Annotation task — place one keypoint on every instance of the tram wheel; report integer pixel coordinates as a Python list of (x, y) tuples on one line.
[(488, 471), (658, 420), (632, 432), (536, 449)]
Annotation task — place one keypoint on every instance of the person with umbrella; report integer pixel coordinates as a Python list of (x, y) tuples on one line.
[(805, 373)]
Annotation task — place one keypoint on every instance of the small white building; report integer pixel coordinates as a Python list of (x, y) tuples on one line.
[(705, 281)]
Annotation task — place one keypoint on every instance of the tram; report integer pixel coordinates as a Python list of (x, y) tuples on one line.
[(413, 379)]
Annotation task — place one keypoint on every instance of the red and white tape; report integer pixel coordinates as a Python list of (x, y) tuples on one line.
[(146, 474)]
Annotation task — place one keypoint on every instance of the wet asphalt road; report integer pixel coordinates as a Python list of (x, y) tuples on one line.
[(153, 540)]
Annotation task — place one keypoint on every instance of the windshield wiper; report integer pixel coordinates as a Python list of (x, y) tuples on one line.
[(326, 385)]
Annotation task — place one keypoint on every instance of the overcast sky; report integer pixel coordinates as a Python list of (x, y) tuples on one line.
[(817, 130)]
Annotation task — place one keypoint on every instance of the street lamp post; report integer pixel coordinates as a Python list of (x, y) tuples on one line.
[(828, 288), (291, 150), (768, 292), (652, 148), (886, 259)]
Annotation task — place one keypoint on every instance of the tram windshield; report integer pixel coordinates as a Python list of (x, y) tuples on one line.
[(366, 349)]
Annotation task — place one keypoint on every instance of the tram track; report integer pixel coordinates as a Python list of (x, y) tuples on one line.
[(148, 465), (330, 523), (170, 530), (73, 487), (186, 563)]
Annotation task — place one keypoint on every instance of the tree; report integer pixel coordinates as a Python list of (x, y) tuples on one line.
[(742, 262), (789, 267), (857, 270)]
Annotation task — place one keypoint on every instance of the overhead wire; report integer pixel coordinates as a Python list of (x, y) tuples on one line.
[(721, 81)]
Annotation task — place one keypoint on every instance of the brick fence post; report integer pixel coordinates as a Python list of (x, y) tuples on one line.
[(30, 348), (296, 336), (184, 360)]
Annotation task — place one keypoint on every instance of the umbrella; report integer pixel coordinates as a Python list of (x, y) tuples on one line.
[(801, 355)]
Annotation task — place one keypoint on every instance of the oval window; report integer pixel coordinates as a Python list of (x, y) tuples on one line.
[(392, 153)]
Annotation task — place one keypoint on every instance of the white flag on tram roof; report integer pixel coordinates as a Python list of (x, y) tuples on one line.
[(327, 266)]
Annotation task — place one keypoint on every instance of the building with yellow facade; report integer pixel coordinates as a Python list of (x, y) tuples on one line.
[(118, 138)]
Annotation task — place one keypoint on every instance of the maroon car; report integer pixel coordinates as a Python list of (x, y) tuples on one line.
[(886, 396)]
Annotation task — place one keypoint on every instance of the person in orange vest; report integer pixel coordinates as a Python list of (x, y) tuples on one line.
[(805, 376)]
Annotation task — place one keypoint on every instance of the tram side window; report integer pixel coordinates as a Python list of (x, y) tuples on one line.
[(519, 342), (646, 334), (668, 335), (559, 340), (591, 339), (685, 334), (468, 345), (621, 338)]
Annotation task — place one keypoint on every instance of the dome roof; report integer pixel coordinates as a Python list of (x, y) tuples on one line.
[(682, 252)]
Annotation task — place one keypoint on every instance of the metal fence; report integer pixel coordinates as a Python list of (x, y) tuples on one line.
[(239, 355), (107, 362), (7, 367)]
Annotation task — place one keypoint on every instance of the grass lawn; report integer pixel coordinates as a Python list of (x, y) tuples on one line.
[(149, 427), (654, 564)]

◇ ◇ ◇ ◇ ◇ ◇ ◇

§ WHAT TO DO
Extract every record. Keep wording exact.

§ WRITTEN REPLY
Annotation task — place one keypoint on every instance of the tram wheel; report integer pixel coordinates as a Python list of (x, y) tuples on one line.
[(488, 471), (658, 420), (632, 432), (536, 449)]
Annotation task — place one keypoint on every instance of the person with umbrella; report integer pixel coordinates as a Python list of (x, y) tuples on one line.
[(805, 373)]
Annotation task — place one keypoint on every instance of the small white building; report integer pixel coordinates as a Python list of (x, y) tuples on one line.
[(705, 281)]
Annotation task — place one keypoint on every instance of the tram; report integer pixel coordinates as a Python list of (x, y) tuples on one line.
[(413, 379)]
Annotation task — place one keypoint on every instance of the red and white tape; report integer pixel coordinates as a Python list of (x, y) tuples on one line.
[(146, 474)]
Annotation task — place one keypoint on every instance of the wet asphalt road; report integer pixel coordinates as a Python list of (x, y) tuples on one line.
[(153, 540)]
Annotation task — place one keypoint on every instance of the windshield wiper; report integer pixel coordinates as a Python list of (x, y) tuples on one line.
[(326, 385)]
Annotation task — place one keypoint on every instance of the overcast sky; report integer pixel coordinates as a Python list of (x, y) tuples on one line.
[(817, 130)]
Annotation task — place one keypoint on every instance of the street lamp post; report integer pixel coordinates as a Python list of (x, y) tuples on one line.
[(828, 288), (291, 150), (768, 292), (652, 148), (886, 259)]
Annotation task — place one keypoint on every instance of the tram windshield; report integer pixel coordinates as a Python list of (x, y) tuples on one line.
[(366, 349)]
Annotation task — place one keypoint on every instance of the tram track; report integer pixel coordinates as a Python list of (x, y) tuples on one line.
[(148, 465), (330, 523), (170, 530), (73, 487), (186, 563)]
Annotation task — place one keypoint on every instance of the tree; report integer pixel coordinates as a Python list of (x, y) tuples on one line.
[(742, 262), (789, 267), (857, 270)]
Annotation task — place one keypoint on every instance of the overhead wire; report integer pixel coordinates as a Python list of (x, y) tuples on one line.
[(721, 81)]
Annotation task — place one keypoint on every instance of the brick fence post; report integer pixel coordinates as a Python list of (x, y) tuples on one line.
[(30, 348), (296, 336), (184, 360)]
Annotation task — place one keypoint on every instance of the umbrella; report integer pixel coordinates as a Python list of (x, y) tuples on one line.
[(801, 355)]
Annotation task — place one keypoint on every instance of the oval window; report integer pixel coordinates as a Python list of (x, y) tuples on one line.
[(392, 153)]
Annotation task — place one keypoint on every instance of the white flag on tram roof; report integer pixel coordinates as a Python list of (x, y) tuples on one line.
[(327, 266)]
Annotation task — place one keypoint on every instance of the building with yellow facade; report integer pixel coordinates as a Python list of (x, y) tuples on one line.
[(118, 138)]
Annotation task — place one keypoint on every instance of the maroon car; report integer pixel coordinates as a Python list of (x, y) tuples on one line.
[(886, 396)]
Annotation task — place one keypoint on every instance of the person in orange vest; report integer pixel coordinates as a Python list of (x, y) tuples on one line.
[(805, 376)]
Annotation task — place one keypoint on every instance of the tram side window; report integer pixel coordinates as a Python list of (x, y) tuples on one line.
[(519, 342), (646, 334), (668, 335), (559, 340), (591, 339), (685, 334), (468, 345), (621, 338)]
Annotation task — place one keypoint on every instance of the dome roof; report integer pixel coordinates as a Python list of (x, y) tuples on one line.
[(682, 252)]
Annotation task — place one keypoint on every instance of the metal fence; report integer pixel coordinates as a Python list of (x, y) tuples on one line.
[(239, 355), (107, 362), (7, 367)]
Annotation task — place one keypoint on every instance of the grass lawn; report integer pixel coordinates as a Python list of (x, y) tuples on one line.
[(149, 427), (654, 564)]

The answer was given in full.